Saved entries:
########

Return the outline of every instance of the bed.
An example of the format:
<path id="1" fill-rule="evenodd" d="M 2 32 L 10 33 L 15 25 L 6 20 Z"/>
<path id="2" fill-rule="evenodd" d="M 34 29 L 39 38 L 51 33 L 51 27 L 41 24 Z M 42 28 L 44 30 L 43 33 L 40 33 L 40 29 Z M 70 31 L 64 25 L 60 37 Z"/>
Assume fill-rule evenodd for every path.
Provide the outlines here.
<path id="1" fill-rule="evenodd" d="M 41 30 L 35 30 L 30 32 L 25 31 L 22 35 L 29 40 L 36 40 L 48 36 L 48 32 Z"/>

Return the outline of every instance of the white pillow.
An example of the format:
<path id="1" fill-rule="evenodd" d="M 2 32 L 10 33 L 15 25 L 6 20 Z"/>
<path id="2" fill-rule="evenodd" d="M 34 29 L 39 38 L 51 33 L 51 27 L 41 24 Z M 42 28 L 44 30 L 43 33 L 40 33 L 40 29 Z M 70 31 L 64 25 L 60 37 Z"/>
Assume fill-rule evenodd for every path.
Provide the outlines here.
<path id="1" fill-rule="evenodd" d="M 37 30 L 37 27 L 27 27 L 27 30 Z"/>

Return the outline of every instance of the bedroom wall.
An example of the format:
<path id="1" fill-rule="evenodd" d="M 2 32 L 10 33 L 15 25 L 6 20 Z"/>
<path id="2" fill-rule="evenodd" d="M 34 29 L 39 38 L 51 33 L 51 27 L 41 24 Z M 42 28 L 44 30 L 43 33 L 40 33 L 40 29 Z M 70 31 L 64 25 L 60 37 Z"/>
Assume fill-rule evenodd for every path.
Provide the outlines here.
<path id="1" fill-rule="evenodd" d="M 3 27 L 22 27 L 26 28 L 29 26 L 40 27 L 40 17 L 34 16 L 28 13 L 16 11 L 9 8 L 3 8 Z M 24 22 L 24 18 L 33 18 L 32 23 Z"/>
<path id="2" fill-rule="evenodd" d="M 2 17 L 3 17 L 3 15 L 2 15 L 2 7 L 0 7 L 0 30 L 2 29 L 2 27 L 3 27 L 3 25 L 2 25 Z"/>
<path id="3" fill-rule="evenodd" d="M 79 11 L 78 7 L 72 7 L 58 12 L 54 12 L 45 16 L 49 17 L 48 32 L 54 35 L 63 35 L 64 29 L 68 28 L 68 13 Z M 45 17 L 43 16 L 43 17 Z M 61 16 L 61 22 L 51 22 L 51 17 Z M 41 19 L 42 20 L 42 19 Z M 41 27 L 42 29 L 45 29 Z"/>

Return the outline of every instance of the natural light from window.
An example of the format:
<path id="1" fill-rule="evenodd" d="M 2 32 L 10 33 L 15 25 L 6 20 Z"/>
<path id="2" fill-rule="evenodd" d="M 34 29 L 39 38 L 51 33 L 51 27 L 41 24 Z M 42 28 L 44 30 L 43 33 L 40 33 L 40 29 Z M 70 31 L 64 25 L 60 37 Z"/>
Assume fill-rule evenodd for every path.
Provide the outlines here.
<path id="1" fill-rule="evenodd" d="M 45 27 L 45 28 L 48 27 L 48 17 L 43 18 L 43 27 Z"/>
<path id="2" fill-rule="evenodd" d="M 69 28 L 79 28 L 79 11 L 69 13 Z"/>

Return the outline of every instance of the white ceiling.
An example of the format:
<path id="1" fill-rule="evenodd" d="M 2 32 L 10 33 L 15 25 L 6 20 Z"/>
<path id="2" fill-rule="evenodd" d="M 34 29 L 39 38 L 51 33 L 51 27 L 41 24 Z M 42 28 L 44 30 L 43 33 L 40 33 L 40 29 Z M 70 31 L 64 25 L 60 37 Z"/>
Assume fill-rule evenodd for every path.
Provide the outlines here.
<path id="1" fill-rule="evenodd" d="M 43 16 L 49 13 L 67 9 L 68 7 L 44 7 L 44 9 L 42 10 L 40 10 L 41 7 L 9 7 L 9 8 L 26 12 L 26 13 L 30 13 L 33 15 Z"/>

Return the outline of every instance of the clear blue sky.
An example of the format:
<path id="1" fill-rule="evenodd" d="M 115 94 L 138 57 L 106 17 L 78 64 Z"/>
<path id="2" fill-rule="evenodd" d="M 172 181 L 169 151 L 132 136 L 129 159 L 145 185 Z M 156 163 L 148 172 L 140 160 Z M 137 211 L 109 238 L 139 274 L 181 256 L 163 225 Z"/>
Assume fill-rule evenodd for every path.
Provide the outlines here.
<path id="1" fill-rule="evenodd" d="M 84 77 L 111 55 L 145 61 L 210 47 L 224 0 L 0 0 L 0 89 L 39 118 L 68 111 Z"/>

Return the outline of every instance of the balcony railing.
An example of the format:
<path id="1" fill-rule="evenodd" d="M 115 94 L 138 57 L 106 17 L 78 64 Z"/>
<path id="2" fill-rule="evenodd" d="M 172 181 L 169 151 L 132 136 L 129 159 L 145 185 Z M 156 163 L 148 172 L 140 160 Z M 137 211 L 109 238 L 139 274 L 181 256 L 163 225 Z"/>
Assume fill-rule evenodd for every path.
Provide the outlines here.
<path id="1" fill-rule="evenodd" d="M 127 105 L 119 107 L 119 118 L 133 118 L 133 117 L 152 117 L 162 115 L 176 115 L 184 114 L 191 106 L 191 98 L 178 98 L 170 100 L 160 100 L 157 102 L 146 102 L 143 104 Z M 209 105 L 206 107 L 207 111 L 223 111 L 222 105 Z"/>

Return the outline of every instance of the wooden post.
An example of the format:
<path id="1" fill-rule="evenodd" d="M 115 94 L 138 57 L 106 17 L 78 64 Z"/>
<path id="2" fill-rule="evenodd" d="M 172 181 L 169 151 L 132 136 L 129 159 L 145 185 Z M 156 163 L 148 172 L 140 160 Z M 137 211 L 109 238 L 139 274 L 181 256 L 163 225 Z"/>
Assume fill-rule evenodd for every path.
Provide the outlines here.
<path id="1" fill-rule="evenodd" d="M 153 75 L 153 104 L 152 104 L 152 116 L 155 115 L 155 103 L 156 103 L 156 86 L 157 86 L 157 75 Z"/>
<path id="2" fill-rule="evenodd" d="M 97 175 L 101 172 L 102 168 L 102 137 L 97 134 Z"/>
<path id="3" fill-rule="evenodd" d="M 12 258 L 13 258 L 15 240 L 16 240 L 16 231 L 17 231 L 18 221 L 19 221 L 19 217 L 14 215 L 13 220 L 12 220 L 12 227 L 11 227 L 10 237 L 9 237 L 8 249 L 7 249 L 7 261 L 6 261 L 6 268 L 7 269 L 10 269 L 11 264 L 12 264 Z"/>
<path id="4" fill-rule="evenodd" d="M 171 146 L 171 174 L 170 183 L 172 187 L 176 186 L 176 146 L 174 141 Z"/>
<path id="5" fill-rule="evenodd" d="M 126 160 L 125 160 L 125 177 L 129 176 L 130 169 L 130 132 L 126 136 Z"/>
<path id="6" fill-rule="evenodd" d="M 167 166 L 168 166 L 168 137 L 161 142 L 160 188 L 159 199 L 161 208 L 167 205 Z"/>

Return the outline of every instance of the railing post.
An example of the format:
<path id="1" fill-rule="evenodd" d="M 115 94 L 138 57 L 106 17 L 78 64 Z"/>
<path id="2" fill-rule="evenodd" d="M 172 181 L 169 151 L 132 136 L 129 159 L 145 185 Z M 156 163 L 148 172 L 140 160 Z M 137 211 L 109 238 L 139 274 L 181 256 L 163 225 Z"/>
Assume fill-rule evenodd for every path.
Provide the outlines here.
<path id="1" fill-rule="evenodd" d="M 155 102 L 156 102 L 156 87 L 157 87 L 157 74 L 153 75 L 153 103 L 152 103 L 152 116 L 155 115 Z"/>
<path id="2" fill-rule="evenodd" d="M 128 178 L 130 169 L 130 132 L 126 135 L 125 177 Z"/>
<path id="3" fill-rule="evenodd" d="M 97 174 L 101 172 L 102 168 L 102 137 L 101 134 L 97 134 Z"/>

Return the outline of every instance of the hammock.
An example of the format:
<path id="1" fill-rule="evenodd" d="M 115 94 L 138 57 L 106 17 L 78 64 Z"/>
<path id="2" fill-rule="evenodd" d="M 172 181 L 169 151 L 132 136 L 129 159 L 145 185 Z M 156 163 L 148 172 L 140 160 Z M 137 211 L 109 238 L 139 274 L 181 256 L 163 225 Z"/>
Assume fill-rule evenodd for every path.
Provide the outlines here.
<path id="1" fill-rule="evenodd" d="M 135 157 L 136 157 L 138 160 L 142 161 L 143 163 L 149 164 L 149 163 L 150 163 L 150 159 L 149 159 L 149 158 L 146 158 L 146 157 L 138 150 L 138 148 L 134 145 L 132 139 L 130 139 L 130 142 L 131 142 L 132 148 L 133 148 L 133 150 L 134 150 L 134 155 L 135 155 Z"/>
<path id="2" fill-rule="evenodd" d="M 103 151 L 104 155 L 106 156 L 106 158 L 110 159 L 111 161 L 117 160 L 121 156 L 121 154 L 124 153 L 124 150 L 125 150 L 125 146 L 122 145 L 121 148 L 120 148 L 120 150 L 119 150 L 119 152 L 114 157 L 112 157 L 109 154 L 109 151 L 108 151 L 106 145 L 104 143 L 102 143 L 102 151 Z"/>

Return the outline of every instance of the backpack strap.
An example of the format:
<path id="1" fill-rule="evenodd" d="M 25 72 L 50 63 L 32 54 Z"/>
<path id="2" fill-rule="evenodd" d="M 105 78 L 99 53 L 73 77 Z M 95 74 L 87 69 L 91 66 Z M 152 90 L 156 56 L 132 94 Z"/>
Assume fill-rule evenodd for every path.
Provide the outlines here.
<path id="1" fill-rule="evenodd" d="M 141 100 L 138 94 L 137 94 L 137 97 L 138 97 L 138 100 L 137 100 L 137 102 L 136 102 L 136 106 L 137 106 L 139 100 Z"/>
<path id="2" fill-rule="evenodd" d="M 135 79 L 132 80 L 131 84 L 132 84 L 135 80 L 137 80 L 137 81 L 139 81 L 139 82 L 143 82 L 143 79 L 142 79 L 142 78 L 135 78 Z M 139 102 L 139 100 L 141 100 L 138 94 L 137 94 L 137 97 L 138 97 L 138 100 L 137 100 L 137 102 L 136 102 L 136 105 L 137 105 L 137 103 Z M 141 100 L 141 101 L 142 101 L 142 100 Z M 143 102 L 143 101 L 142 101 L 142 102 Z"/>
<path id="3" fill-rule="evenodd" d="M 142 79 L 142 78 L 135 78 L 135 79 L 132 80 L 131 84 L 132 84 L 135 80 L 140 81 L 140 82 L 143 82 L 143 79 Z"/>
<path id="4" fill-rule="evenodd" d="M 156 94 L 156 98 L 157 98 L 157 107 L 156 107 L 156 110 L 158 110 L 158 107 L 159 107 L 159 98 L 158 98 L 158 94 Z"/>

########

◆ **Work to be completed**:
Check each line above for the string "post" and copy the ones that have it.

◆ **Response for this exercise**:
Return the outline of every instance of the wooden post.
Return the outline of every instance of the railing post.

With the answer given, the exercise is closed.